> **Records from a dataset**

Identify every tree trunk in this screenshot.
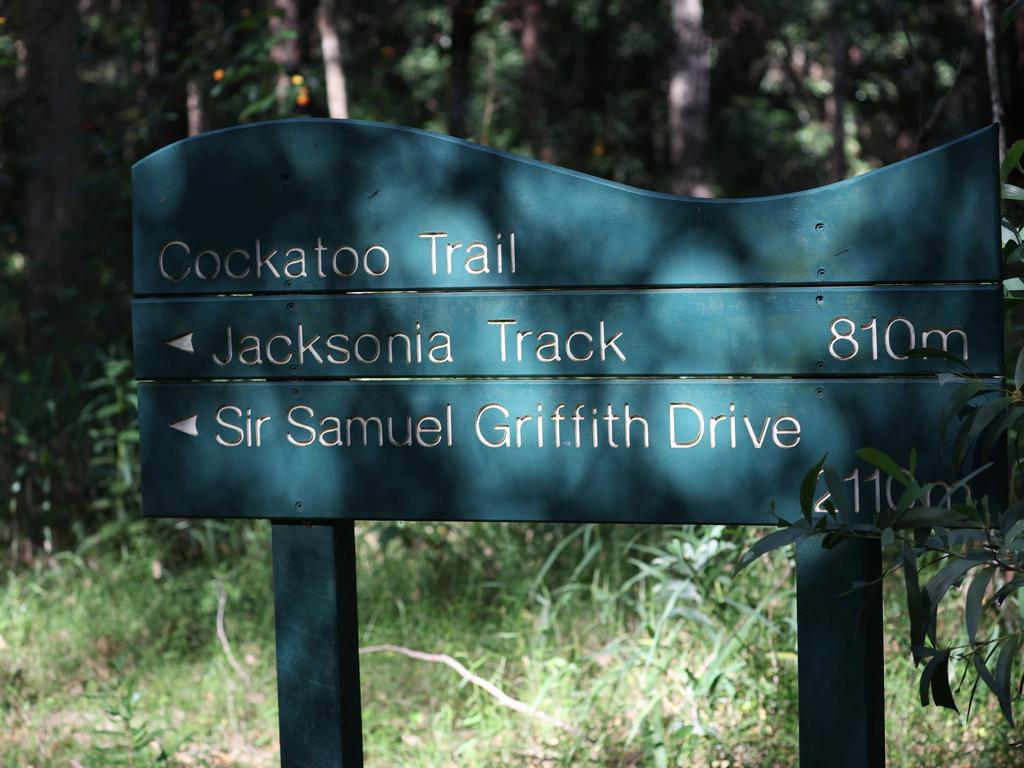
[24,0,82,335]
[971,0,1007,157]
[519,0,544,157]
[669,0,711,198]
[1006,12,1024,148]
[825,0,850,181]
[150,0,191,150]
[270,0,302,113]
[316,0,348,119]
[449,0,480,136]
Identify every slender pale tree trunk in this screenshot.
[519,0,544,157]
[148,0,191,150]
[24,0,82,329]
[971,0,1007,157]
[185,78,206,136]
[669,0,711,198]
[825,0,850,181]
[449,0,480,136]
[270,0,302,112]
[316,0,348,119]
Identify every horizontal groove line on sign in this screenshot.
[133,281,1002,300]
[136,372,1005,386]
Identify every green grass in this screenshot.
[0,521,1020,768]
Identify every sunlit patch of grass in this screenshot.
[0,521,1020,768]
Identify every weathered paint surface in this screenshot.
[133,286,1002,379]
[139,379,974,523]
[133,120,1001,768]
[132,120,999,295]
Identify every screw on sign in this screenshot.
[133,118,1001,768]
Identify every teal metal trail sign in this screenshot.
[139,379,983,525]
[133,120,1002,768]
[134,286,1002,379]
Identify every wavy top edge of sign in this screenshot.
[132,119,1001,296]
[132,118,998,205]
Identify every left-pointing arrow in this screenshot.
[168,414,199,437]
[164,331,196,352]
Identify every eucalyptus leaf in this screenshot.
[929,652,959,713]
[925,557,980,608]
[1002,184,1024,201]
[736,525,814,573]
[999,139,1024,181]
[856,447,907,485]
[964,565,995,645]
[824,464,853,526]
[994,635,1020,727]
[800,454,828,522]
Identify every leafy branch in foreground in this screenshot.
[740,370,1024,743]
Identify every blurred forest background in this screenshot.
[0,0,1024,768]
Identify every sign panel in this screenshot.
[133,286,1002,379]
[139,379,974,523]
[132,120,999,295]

---

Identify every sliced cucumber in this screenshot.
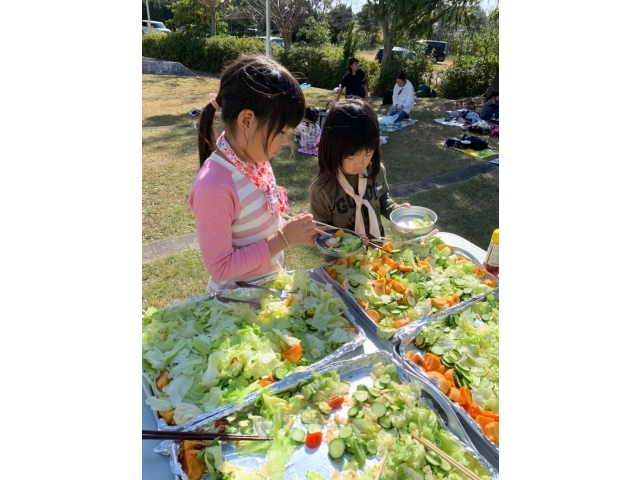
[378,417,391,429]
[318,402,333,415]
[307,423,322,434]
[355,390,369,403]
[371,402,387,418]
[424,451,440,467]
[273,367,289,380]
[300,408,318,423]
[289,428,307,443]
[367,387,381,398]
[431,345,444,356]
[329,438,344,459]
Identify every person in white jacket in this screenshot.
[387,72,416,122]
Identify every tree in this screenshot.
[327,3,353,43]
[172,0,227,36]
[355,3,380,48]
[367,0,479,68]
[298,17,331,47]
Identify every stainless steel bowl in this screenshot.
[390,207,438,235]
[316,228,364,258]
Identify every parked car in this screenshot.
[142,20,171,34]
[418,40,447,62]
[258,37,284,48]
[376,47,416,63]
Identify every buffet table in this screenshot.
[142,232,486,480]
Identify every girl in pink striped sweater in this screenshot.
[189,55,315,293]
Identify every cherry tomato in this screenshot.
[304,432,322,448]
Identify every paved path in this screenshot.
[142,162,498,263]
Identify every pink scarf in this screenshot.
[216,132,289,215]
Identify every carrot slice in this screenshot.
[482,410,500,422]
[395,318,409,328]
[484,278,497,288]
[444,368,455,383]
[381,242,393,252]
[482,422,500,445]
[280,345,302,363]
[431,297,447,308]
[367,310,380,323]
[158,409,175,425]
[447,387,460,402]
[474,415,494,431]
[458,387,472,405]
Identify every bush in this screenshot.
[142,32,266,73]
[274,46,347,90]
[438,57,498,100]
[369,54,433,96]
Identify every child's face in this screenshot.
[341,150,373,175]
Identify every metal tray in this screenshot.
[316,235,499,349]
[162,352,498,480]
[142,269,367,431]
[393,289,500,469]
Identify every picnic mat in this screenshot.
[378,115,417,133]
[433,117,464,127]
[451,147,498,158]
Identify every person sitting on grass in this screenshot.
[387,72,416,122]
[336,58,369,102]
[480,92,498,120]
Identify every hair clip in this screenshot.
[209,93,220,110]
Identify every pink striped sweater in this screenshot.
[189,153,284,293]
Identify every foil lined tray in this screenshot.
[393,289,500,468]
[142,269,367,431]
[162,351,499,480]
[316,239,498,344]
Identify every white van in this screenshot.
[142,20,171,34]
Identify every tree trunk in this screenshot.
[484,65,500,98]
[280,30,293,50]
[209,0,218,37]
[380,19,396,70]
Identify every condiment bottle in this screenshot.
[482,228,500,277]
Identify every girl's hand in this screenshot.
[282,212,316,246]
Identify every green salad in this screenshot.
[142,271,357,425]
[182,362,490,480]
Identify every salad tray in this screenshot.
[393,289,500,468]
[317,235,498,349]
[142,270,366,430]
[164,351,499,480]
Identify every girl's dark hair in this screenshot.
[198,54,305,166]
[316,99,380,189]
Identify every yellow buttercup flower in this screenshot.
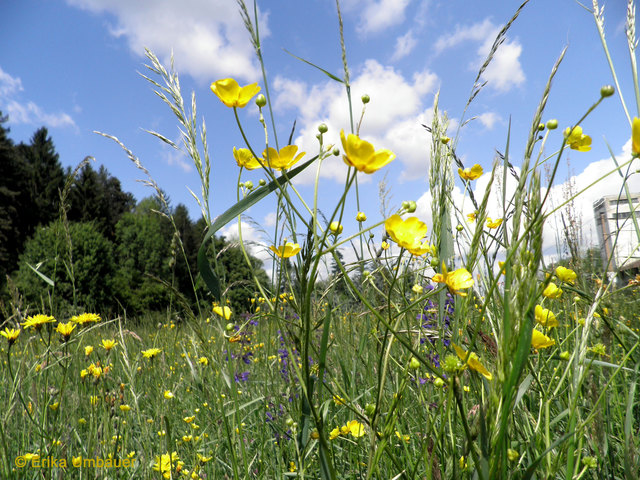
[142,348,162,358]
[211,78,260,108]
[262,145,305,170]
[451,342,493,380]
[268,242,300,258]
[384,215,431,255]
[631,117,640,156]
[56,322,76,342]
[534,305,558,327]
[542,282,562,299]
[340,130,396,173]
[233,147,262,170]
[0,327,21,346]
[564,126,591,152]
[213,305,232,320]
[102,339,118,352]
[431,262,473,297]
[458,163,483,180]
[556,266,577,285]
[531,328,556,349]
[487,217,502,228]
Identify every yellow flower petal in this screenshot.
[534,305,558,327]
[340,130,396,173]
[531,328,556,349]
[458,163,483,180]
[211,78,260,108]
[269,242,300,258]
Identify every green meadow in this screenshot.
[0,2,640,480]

* * *

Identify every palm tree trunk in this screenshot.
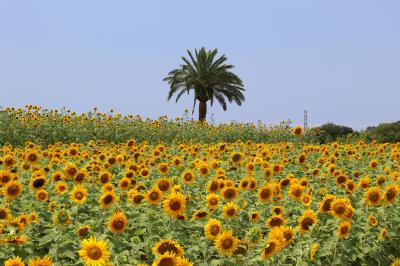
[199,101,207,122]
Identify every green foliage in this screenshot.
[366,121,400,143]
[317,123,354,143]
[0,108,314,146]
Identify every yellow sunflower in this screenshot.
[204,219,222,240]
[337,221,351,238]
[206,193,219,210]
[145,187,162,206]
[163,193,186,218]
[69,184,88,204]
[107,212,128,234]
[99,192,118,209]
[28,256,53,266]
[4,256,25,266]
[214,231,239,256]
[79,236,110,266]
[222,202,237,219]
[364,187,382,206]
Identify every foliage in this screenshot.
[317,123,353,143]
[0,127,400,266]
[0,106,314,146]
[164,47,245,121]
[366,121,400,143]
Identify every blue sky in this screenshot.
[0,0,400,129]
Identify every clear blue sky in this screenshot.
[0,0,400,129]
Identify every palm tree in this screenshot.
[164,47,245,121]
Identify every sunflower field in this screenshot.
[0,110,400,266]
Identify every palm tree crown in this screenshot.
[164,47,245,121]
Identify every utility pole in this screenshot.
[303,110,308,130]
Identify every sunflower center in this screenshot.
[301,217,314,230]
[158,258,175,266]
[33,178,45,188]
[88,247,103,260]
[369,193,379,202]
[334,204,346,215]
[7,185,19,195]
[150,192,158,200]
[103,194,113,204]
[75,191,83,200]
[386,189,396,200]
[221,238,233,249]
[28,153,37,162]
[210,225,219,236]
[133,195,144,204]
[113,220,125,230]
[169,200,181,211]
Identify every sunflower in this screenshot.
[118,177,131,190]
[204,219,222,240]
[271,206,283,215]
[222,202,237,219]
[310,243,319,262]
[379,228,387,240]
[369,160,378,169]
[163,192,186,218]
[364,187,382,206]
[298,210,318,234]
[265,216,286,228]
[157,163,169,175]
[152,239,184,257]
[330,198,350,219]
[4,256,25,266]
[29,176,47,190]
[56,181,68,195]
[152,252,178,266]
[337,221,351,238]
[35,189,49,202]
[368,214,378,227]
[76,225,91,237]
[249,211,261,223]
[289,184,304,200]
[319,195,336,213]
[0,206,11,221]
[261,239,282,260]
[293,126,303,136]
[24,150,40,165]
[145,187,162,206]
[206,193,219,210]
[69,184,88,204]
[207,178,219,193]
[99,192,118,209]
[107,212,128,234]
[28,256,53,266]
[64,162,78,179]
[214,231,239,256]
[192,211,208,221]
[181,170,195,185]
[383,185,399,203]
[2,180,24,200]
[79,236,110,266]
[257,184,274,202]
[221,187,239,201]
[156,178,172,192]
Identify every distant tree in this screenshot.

> **Task to complete**
Please edit the material from the line containing "Identify every hair clip in this screenshot." through the line containing "[282,212,316,246]", inclusive, changing "condiment bottle" to "sauce bottle" and leaving everything else as it is. Give back only those lines.

> **Result for this task**
Identify every hair clip in this screenshot.
[209,93,220,110]
Identify every pink striped sweater in this screenshot.
[189,153,284,293]
Identify every foil lined tray in this screenshot.
[393,289,500,468]
[142,269,367,431]
[162,351,499,480]
[316,239,498,344]
Identify every white van in this screenshot.
[142,20,171,34]
Identify every tree trunk in this screenshot.
[484,65,500,98]
[280,30,293,50]
[209,0,218,37]
[380,19,396,70]
Identify every sauce bottle in this screenshot.
[482,228,500,277]
Identify every girl's hand in this screenshot.
[282,212,316,246]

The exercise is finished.